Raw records
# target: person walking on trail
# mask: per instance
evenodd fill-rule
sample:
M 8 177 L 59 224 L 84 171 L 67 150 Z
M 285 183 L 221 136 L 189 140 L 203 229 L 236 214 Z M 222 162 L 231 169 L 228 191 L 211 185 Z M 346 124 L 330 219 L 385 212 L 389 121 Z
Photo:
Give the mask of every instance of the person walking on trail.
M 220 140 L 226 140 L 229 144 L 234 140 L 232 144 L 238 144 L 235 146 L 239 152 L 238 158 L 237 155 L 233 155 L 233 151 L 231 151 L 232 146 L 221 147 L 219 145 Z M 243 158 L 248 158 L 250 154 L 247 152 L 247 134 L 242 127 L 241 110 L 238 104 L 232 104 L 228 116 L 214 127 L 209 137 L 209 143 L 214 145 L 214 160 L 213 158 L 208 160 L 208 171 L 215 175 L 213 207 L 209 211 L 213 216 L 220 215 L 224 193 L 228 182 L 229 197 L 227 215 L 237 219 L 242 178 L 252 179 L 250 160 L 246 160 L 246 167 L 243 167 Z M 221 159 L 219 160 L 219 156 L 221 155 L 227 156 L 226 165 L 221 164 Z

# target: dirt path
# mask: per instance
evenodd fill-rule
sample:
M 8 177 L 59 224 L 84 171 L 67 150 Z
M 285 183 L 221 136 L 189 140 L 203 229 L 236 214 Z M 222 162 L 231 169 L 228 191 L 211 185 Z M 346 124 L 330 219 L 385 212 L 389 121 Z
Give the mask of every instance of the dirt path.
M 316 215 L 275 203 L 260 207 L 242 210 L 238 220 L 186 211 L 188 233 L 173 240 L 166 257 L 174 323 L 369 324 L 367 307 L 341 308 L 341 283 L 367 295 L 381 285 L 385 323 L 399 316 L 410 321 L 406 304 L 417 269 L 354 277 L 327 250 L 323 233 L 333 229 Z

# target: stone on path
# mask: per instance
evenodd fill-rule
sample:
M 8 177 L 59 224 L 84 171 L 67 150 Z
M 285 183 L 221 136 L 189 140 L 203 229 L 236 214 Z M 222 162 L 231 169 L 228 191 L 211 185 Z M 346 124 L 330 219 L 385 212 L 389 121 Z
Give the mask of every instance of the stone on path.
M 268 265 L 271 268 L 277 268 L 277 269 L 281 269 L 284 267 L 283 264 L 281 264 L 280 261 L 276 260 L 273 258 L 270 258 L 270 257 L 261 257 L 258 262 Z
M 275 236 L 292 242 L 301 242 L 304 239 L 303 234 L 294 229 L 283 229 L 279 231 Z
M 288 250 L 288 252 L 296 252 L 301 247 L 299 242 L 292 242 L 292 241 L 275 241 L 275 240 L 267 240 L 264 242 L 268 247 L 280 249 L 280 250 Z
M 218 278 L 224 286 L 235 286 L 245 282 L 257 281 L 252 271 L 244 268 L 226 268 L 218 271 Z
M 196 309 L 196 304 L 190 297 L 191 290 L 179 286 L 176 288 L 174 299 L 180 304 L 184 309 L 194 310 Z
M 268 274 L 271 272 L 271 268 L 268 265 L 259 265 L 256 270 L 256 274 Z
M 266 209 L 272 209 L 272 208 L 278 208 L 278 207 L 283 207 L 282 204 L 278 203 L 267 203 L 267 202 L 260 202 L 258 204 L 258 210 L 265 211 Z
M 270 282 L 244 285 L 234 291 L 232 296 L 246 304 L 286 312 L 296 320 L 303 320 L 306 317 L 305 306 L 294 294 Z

_SET EXERCISE_
Rewrite the part of the records that opens with the line containing "# target: stone on path" and runs through the end of the records, both ends included, keeping every line, requests included. Multiply each polygon coordinate in the answer outlines by 1.6 and round to whole numbers, halves up, leaving the sample outlines unchanged.

_FINAL RESULT_
# target: stone on path
# mask: per instance
evenodd fill-rule
sample:
M 8 177 L 59 224 L 84 171 L 67 150 Z
M 285 183 L 221 136 L 189 140 L 203 229 L 236 214 Z M 222 162 L 231 169 L 228 191 L 211 185 Z M 346 124 L 330 219 L 385 212 L 389 121 Z
Give the mask of every instance of the stone on path.
M 429 424 L 434 429 L 443 429 L 443 430 L 450 430 L 454 427 L 453 422 L 450 422 L 448 418 L 442 416 L 437 413 L 432 413 L 432 411 L 418 411 L 413 419 Z
M 440 378 L 467 387 L 482 387 L 486 382 L 485 374 L 470 366 L 453 366 L 446 370 Z
M 461 400 L 461 403 L 474 403 L 482 395 L 478 387 L 467 387 L 467 386 L 440 386 L 440 384 L 427 384 L 422 387 L 429 395 L 448 398 L 448 400 Z
M 349 445 L 358 458 L 376 458 L 392 451 L 411 450 L 403 434 L 390 429 L 362 429 L 349 434 Z
M 314 494 L 314 486 L 304 475 L 306 464 L 286 458 L 282 461 L 278 478 L 288 486 L 294 494 L 310 496 Z
M 429 438 L 434 435 L 434 429 L 429 424 L 414 424 L 410 432 L 410 438 Z
M 426 334 L 435 334 L 435 333 L 445 333 L 445 331 L 453 331 L 451 326 L 445 325 L 427 325 L 427 323 L 416 323 L 413 326 L 413 336 L 424 338 Z
M 432 451 L 390 456 L 374 466 L 371 474 L 394 486 L 458 499 L 474 512 L 485 512 L 490 507 L 488 490 L 470 470 Z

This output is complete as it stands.